**Required work:** Could you reproduce the material from the line containing "Tag the woman with" through the end, switching "Pins" to "Marks" and leaving everything else unchanged, returning only those lines?

**Records provided:**
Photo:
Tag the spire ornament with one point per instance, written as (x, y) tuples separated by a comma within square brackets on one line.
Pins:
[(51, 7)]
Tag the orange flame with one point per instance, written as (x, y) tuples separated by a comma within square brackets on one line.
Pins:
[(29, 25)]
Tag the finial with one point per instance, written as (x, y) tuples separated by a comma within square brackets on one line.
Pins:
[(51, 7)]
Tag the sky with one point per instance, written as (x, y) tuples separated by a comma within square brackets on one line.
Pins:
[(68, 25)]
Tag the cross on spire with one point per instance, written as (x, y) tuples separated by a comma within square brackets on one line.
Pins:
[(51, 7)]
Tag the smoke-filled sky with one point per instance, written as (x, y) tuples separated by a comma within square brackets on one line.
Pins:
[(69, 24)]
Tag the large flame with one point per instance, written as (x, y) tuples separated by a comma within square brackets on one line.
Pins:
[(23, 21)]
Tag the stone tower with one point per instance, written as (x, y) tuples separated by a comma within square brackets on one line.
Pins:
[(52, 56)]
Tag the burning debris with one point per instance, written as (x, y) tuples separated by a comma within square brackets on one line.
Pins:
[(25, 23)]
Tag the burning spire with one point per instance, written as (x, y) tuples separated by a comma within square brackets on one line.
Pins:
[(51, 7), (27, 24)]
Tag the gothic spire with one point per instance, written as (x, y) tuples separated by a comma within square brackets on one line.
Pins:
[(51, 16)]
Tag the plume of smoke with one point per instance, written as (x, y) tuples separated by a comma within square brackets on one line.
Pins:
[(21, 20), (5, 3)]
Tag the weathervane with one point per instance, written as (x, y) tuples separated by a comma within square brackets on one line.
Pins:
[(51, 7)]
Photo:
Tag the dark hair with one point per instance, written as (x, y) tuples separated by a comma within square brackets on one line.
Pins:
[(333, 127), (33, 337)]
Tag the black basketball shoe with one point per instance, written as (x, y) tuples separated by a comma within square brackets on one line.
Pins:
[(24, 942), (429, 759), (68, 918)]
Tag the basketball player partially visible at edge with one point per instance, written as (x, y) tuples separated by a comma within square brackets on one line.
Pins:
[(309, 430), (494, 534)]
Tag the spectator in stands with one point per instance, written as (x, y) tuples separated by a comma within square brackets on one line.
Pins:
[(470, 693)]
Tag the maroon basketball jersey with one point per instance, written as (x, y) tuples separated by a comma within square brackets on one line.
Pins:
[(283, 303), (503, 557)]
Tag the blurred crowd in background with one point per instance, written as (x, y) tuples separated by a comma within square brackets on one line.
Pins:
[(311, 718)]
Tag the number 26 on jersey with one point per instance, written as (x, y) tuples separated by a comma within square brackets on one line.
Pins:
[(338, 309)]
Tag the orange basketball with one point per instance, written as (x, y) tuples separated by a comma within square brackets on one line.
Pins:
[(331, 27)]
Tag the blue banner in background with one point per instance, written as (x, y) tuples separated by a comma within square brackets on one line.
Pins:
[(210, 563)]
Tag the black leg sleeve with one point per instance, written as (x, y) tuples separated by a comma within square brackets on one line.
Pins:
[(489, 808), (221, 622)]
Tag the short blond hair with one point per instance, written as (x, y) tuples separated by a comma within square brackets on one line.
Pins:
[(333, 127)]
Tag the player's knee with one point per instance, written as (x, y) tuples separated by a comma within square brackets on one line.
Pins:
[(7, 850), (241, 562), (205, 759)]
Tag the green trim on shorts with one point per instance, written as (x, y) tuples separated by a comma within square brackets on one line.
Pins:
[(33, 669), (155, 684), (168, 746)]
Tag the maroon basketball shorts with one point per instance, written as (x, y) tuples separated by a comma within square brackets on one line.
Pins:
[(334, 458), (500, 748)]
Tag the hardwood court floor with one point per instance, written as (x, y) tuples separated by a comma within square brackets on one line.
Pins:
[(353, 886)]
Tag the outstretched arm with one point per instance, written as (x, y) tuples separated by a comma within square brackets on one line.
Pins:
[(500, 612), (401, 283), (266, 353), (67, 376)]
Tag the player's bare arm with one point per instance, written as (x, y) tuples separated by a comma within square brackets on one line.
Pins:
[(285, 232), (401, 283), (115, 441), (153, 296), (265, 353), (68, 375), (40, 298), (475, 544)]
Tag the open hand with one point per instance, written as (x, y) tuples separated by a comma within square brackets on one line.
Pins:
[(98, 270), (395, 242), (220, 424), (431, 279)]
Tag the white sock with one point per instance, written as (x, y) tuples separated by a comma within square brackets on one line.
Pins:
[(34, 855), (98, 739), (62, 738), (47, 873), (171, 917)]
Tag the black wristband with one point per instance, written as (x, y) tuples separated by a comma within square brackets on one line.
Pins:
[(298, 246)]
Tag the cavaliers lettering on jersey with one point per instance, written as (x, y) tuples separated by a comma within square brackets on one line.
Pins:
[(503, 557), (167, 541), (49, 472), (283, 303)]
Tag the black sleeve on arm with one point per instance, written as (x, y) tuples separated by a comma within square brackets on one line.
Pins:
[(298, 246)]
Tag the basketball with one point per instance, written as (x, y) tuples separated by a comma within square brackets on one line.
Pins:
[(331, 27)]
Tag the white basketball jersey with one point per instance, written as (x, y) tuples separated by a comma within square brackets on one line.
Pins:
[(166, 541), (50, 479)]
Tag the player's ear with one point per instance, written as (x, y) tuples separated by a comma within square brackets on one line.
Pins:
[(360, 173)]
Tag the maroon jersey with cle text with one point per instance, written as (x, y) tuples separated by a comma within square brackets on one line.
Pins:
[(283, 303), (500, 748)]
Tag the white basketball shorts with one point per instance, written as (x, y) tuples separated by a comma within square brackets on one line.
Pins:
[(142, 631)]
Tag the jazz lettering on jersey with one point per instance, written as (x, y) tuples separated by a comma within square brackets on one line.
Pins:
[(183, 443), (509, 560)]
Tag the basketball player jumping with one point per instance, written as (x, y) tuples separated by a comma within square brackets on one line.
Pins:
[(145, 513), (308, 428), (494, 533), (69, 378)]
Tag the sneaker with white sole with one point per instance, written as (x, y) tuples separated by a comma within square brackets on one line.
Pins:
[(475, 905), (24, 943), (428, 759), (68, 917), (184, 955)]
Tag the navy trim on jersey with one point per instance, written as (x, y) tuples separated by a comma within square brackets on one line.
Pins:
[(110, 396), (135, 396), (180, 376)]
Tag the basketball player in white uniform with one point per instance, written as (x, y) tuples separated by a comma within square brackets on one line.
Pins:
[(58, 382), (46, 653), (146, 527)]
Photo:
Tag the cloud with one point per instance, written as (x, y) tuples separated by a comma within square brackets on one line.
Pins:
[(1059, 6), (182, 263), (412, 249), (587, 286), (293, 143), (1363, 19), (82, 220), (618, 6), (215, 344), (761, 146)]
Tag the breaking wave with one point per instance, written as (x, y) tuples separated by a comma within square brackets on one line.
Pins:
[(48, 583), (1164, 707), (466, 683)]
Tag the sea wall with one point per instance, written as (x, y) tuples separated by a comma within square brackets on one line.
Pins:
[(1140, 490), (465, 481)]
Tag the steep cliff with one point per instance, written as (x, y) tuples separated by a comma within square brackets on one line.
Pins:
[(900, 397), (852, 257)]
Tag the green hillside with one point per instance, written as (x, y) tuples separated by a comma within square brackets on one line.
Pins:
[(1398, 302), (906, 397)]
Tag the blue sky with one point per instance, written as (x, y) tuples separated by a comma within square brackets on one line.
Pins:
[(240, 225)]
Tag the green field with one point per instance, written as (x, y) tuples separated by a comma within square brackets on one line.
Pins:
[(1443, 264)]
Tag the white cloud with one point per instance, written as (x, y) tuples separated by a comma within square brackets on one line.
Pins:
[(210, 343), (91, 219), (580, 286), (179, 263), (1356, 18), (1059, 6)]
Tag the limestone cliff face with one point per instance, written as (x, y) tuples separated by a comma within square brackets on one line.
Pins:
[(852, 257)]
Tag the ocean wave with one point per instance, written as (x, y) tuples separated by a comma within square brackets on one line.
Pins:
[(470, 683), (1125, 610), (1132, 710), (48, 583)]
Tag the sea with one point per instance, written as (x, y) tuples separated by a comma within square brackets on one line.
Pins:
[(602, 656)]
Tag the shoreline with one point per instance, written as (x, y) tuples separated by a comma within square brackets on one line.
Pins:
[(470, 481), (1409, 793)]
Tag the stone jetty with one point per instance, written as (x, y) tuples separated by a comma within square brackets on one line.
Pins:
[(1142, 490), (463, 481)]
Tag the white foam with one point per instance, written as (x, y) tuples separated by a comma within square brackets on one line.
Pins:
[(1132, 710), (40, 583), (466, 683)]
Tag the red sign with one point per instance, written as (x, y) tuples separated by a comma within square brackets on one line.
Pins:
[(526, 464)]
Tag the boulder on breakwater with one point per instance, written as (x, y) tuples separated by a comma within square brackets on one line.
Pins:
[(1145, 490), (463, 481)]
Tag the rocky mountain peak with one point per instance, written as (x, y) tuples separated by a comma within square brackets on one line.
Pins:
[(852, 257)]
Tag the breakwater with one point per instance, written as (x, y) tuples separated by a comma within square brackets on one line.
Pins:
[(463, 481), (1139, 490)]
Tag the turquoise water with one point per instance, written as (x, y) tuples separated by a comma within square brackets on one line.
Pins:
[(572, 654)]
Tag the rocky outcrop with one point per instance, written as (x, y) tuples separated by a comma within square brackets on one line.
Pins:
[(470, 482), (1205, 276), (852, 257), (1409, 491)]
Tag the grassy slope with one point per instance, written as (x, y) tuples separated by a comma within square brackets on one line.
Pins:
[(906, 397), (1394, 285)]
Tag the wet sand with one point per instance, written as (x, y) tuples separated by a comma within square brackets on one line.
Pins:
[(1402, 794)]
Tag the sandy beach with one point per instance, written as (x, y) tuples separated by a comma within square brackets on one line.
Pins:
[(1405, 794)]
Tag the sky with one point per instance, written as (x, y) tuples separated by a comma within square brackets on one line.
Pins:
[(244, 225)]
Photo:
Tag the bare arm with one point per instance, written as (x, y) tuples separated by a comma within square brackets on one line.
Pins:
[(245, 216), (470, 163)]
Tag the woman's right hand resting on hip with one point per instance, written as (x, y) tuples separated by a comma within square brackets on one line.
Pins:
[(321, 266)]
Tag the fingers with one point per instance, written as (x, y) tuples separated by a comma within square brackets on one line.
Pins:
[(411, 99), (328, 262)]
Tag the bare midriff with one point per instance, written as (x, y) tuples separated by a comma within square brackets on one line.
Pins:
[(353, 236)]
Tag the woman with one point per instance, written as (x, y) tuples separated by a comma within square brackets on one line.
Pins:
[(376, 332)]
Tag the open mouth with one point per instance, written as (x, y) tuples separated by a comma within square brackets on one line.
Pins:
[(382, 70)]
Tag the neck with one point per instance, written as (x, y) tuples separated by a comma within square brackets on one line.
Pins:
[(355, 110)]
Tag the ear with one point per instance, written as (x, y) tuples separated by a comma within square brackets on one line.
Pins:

**Output below:**
Tag the woman with one point per instance, written as (x, y) tuples separated by a comma within square brackets on one line.
Marks:
[(376, 332)]
Tag the open mouth with one point per instance, written as (x, y) tuples separated by a comma within square brackets on one line.
Marks:
[(382, 70)]
Tag the neck with one point per instance, written as (x, y) tuples separated by a comma within square brackets on one line.
Marks:
[(355, 110)]
Tag the ear with one point per instance, written as (x, y) tuples separated by a comma within square brackets on one line.
Marks:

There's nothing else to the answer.